■ What you need to do: Copy every line of the material below verbatim, without changing any character.

■ Data records:
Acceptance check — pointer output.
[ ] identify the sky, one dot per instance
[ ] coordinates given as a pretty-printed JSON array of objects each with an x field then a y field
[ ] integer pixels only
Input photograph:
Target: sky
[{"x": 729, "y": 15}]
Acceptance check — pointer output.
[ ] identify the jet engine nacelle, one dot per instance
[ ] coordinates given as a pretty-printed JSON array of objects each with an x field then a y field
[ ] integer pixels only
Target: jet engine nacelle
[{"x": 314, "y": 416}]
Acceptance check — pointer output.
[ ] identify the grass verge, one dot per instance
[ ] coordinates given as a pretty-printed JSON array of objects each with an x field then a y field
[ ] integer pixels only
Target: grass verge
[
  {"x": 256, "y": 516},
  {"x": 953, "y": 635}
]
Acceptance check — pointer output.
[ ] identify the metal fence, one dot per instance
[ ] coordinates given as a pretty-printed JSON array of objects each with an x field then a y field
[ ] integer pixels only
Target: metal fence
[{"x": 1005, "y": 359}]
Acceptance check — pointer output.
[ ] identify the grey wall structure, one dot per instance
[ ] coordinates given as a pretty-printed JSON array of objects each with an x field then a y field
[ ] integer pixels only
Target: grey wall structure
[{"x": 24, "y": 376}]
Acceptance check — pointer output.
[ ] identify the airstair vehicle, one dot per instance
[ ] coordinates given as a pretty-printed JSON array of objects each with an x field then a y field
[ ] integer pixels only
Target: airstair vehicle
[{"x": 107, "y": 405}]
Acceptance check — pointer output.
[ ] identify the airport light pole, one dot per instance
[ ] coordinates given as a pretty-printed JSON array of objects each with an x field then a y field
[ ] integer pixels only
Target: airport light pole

■ Task response:
Acceptance check — pointer output.
[ ] identify the sky, one dot per instance
[ ] coordinates given as a pretty-printed JSON array of objects each with an x field then a y field
[ ] integer pixels only
Input photograph:
Target: sky
[{"x": 729, "y": 15}]
Acceptance check — pointer output.
[ ] identify the jet engine nacelle, one dot per instance
[ ] coordinates given as a pretty-printed JSON array of objects each with an x field then a y field
[ ] integer pixels only
Target: jet engine nacelle
[{"x": 314, "y": 416}]
Acceptance check — pointer output.
[ ] identify the grass verge, one dot per instance
[ ] coordinates given as a pretty-printed JSON array of objects each with an x field then a y field
[ ] integer pixels only
Target: grass verge
[
  {"x": 256, "y": 516},
  {"x": 953, "y": 635}
]
Acceptance check — pointer output.
[ ] identify the metal fence, one dot per instance
[ ] coordinates given as a pretty-printed JSON array of objects each with an x field then a y field
[ ] integer pixels only
Target: metal fence
[{"x": 1005, "y": 359}]
Acceptance check — pointer output.
[ ] identify the grey wall structure, one dot per instance
[ ] coordinates given as a pretty-printed JSON array of objects each with an x field then a y field
[ ] integer pixels only
Target: grey wall structure
[{"x": 24, "y": 376}]
Acceptance check — pointer output.
[ ] identify the airstair vehicle, one dot per instance
[ ] coordinates given as a pretty-printed JSON array of objects each with an x field then a y field
[ ] integer pixels only
Target: airstair vehicle
[{"x": 107, "y": 405}]
Acceptance check — pointer output.
[ ] identify the airport light pole, one dot per instance
[ ] coordinates given as a pretty-printed JSON array of objects each with an x field then a y field
[ ] integer pixels only
Target: airport light pole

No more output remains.